HOW TO COMPLETE THIS TASK:
Below are records; state how many of their lines hold the word "sofa", and give only the figure.

*** RECORD EXTRACTS ***

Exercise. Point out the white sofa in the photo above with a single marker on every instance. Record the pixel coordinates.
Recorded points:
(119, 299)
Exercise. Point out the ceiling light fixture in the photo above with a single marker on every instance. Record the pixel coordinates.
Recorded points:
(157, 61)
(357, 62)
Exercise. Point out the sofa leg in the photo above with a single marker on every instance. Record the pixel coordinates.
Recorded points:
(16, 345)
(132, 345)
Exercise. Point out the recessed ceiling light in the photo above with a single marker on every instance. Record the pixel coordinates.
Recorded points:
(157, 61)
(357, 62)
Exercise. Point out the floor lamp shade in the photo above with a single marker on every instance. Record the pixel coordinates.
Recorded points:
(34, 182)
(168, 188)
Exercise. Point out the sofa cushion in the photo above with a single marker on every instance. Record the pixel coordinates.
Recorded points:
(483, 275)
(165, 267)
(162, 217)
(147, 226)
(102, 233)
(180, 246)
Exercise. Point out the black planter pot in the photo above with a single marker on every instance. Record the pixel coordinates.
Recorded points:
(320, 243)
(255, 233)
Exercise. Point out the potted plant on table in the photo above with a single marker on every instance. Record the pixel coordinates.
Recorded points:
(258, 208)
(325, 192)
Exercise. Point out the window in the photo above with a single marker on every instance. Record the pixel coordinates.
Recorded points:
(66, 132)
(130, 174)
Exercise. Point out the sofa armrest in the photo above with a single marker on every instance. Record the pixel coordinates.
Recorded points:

*** End of RECORD EXTRACTS ***

OUTPUT OF THE EXERCISE:
4